### The problem
Repeat the whole listing word for word, skipping pictures.

### Record set
════
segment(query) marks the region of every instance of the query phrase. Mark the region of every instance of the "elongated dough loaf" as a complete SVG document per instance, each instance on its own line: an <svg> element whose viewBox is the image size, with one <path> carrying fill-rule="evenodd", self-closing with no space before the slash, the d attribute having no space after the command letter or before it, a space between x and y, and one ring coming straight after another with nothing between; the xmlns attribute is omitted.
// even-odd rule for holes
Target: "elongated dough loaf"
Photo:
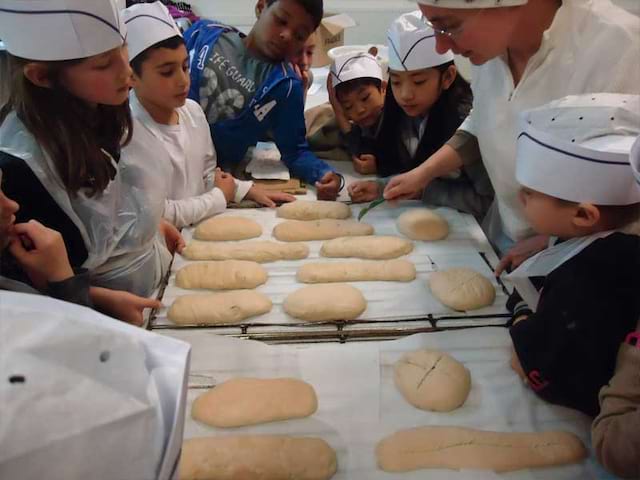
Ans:
<svg viewBox="0 0 640 480"><path fill-rule="evenodd" d="M429 276L429 288L444 305L458 311L491 305L496 289L491 282L470 268L450 268Z"/></svg>
<svg viewBox="0 0 640 480"><path fill-rule="evenodd" d="M199 242L193 240L182 251L190 260L249 260L258 263L278 260L300 260L309 256L304 243L252 242Z"/></svg>
<svg viewBox="0 0 640 480"><path fill-rule="evenodd" d="M412 208L398 217L398 230L413 240L442 240L449 235L449 224L428 208Z"/></svg>
<svg viewBox="0 0 640 480"><path fill-rule="evenodd" d="M267 271L259 263L244 260L192 263L176 274L180 288L241 290L256 288L266 281Z"/></svg>
<svg viewBox="0 0 640 480"><path fill-rule="evenodd" d="M407 260L307 263L298 269L296 277L302 283L410 282L416 278L416 267Z"/></svg>
<svg viewBox="0 0 640 480"><path fill-rule="evenodd" d="M201 222L194 232L198 240L246 240L262 235L262 227L249 218L213 217Z"/></svg>
<svg viewBox="0 0 640 480"><path fill-rule="evenodd" d="M316 392L296 378L233 378L193 402L191 416L214 427L303 418L318 409Z"/></svg>
<svg viewBox="0 0 640 480"><path fill-rule="evenodd" d="M576 463L587 456L578 437L568 432L490 432L461 427L419 427L401 430L376 447L385 472L423 468L493 470Z"/></svg>
<svg viewBox="0 0 640 480"><path fill-rule="evenodd" d="M180 480L329 480L336 452L315 437L243 435L185 440Z"/></svg>
<svg viewBox="0 0 640 480"><path fill-rule="evenodd" d="M323 257L354 257L369 260L388 260L413 251L413 242L392 235L340 237L322 244Z"/></svg>
<svg viewBox="0 0 640 480"><path fill-rule="evenodd" d="M296 200L279 206L276 215L291 220L319 220L321 218L344 220L351 216L351 208L341 202Z"/></svg>
<svg viewBox="0 0 640 480"><path fill-rule="evenodd" d="M284 311L307 322L353 320L367 309L367 301L355 287L346 283L309 285L289 294Z"/></svg>
<svg viewBox="0 0 640 480"><path fill-rule="evenodd" d="M176 298L167 316L178 325L238 323L271 311L271 300L254 290L183 295Z"/></svg>
<svg viewBox="0 0 640 480"><path fill-rule="evenodd" d="M329 240L352 235L372 235L373 227L354 220L322 219L304 222L287 220L273 229L273 236L282 242Z"/></svg>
════
### Reply to the exercise
segment(query) marks the region of every instance of the query phrase. Mark the region of every instance of the "elongated dough loaf" as a complete SVG document per instance, each instance on its own line: an <svg> element whose viewBox is the image size, with one <path> carrying fill-rule="evenodd", self-closing with no space before the slash, the d attribute having no space after the command letter or before it, a space between x and y, and one ring coming straight after another with nothing between; the xmlns attribute is omitted.
// even-odd rule for holes
Target: "elongated dough loaf"
Photo:
Ans:
<svg viewBox="0 0 640 480"><path fill-rule="evenodd" d="M429 276L429 288L444 305L458 311L491 305L496 289L491 282L470 268L450 268Z"/></svg>
<svg viewBox="0 0 640 480"><path fill-rule="evenodd" d="M199 242L193 240L182 251L190 260L249 260L258 263L278 260L300 260L309 256L304 243L252 242Z"/></svg>
<svg viewBox="0 0 640 480"><path fill-rule="evenodd" d="M412 208L398 217L398 230L413 240L442 240L449 235L449 224L428 208Z"/></svg>
<svg viewBox="0 0 640 480"><path fill-rule="evenodd" d="M267 271L259 263L244 260L192 263L176 274L180 288L241 290L256 288L266 281Z"/></svg>
<svg viewBox="0 0 640 480"><path fill-rule="evenodd" d="M407 260L307 263L298 269L296 277L302 283L410 282L416 278L416 267Z"/></svg>
<svg viewBox="0 0 640 480"><path fill-rule="evenodd" d="M201 222L194 232L198 240L246 240L262 235L262 227L249 218L213 217Z"/></svg>
<svg viewBox="0 0 640 480"><path fill-rule="evenodd" d="M316 392L296 378L233 378L193 402L191 416L214 427L303 418L318 409Z"/></svg>
<svg viewBox="0 0 640 480"><path fill-rule="evenodd" d="M576 463L587 456L578 437L568 432L490 432L461 427L419 427L401 430L376 447L385 472L423 468L493 470Z"/></svg>
<svg viewBox="0 0 640 480"><path fill-rule="evenodd" d="M180 480L329 480L336 452L315 437L243 435L185 440Z"/></svg>
<svg viewBox="0 0 640 480"><path fill-rule="evenodd" d="M323 257L354 257L369 260L388 260L413 251L413 242L392 235L340 237L322 244Z"/></svg>
<svg viewBox="0 0 640 480"><path fill-rule="evenodd" d="M296 200L279 206L276 215L291 220L319 220L321 218L344 220L351 216L351 208L341 202Z"/></svg>
<svg viewBox="0 0 640 480"><path fill-rule="evenodd" d="M284 311L307 322L353 320L367 309L367 301L355 287L346 283L309 285L289 294Z"/></svg>
<svg viewBox="0 0 640 480"><path fill-rule="evenodd" d="M176 298L167 316L178 325L238 323L271 311L271 300L254 290L183 295Z"/></svg>
<svg viewBox="0 0 640 480"><path fill-rule="evenodd" d="M329 240L352 235L372 235L373 227L354 220L322 219L304 222L287 220L273 229L273 236L282 242Z"/></svg>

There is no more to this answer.